» The task: Copy out the entries that follow, unchanged.

[Opening Dataset excerpts section]

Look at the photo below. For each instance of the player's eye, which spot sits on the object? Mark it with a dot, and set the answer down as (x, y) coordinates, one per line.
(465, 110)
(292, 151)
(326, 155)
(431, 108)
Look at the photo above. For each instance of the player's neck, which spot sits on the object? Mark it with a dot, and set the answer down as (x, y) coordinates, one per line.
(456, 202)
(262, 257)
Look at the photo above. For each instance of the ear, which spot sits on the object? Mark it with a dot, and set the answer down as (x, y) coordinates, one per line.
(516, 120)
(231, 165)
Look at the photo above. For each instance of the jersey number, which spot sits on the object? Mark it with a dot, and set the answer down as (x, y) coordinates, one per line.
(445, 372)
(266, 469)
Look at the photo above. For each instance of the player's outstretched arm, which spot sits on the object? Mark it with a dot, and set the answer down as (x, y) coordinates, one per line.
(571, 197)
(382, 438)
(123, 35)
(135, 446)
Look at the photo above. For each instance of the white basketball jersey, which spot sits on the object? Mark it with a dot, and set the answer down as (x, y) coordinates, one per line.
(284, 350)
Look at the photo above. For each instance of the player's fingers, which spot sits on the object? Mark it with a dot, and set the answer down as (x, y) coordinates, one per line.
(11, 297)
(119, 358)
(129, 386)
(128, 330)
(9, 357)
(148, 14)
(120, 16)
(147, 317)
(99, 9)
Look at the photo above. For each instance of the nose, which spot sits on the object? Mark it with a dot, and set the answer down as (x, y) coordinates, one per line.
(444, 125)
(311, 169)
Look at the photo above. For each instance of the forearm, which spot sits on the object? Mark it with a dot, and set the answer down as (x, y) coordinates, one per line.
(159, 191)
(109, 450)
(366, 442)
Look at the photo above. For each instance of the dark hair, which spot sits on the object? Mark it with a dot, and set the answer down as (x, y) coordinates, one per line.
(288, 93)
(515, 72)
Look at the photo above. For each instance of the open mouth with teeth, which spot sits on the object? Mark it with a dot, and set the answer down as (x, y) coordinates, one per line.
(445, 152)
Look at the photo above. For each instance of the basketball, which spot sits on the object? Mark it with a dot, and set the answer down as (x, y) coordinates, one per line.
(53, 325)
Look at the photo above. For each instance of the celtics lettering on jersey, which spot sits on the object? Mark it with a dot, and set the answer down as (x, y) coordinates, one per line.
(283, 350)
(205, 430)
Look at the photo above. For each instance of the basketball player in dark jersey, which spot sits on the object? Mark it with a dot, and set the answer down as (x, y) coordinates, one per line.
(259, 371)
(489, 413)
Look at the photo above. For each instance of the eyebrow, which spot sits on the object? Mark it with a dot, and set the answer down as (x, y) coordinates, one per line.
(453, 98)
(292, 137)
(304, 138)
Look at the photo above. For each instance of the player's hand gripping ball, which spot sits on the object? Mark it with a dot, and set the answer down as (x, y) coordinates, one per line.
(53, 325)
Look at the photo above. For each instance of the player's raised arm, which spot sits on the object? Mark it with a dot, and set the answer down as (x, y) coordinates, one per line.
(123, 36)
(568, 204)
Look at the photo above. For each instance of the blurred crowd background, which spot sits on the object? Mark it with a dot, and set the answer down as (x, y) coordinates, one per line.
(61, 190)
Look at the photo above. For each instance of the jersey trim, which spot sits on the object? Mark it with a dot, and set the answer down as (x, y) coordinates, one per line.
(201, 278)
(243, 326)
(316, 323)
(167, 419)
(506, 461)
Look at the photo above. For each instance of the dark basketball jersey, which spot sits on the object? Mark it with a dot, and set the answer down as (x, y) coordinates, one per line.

[Closing Dataset excerpts section]

» Solution below:
Look at the photo below. For each instance of the player's eye, which spot sits on the object? Mark it with a dot, and set the answer down as (x, y) coordinates, one per line.
(465, 110)
(292, 151)
(326, 155)
(431, 108)
Look at the photo above. For each instance of the player's neck, which spot sits on the object? Mark it with a dot, and set the answer down as (x, y) coordinates, one per line.
(456, 202)
(262, 257)
Look at the photo above. For each instance of the ear, which spot sits on the object? Mark it with a dot, and set the answer down as (x, y) coordinates, one per line.
(516, 120)
(231, 165)
Look at the photo above. For each instance of the jersey number, which spot sits on the object? Mark it with a dot, and set the answer down as (x, y) coordinates, one per line.
(445, 372)
(266, 469)
Look at the photo above. For each instance of the player's outstretched arm, which spot sits on the object? Mark it with a dot, and set the answer down as (x, y) coordinates, one per line.
(571, 197)
(382, 438)
(123, 35)
(135, 446)
Look at the photo above. For each instance of the white basketball jersey, which spot sits on the object? Mark it with a dot, and set the answer down as (x, y) coordinates, one per line.
(284, 350)
Look at the photo above. For each instance of the player's fingers, which spot sits on the object? Mark it with a dot, and set the answer down as (x, y) coordinates, one per line.
(11, 297)
(119, 358)
(129, 386)
(128, 330)
(9, 357)
(148, 14)
(120, 16)
(147, 317)
(99, 9)
Look at the photo above. For each instance of the nose, which spot sits on the object? Mark it with a dot, and set the answer down as (x, y) coordinates, one per line.
(444, 125)
(311, 169)
Look at the photo above. For each instance of the forearm, which spot sits on the object? Mark it with a dot, and set the answer down as (x, y) coordinates, one per line.
(159, 191)
(109, 450)
(366, 442)
Look at the photo above. For each instance of the dark hair, which spot sits on the object? Mark it with a dot, and set the answer down as (x, y) coordinates, one per line.
(288, 93)
(515, 72)
Look at the photo above. For each instance of the open mouth with teeth, which spot sits on the object? Mark it with a dot, and set the answer down as (x, y) coordinates, one per line.
(445, 152)
Look at the photo above. For each instance of the basketball, which spot sits on the object? Mark it with a dot, and set the answer down as (x, y) coordinates, one per line.
(53, 325)
Look at the photo above. For each instance of the celtics lettering on jersey, which spot sits on the object? Mark it with a dot, and set the answer down as (x, y) coordinates, one per line.
(283, 350)
(205, 430)
Look at the photo above. For each instance of the basketball player in dark jersey, which spot sits on the object? Mark it with a dot, and set the answer down as (x, y) coordinates, one per line.
(259, 371)
(489, 413)
Look at the photo above. For each instance of the eyebrow, which spot sits on the object? Mark it with a dot, and set the answer down as (x, y) coordinates, one per line.
(453, 98)
(292, 137)
(304, 138)
Look at the photo above. For each instance of the player's hand gripping ball, which spot sits on the object? Mark it with a dot, and set the answer down as (x, y) coordinates, one per line.
(53, 325)
Look at the photo above. For each instance of the player's raised arm, which spot sits on the object? Mark it with a dot, and set the answer down as (x, y) coordinates, one per line.
(123, 36)
(568, 204)
Look at the photo above. For each instance of the blurred crowd background, which spot sits on the object? Mark it with a dot, and set the answer down as (x, y) coordinates, one per line.
(61, 190)
Look at the photo above. For each instance of the jersey trim, which spot sits on the object? Mark it with a dot, and set the answer down as (x, y) coordinates, one per line.
(201, 278)
(243, 326)
(316, 323)
(167, 419)
(506, 461)
Look at the photo above. For each instance of the dark basketball jersey, which spot sits on the object? Mark it with a dot, and set the answer down as (x, y) coordinates, one per line.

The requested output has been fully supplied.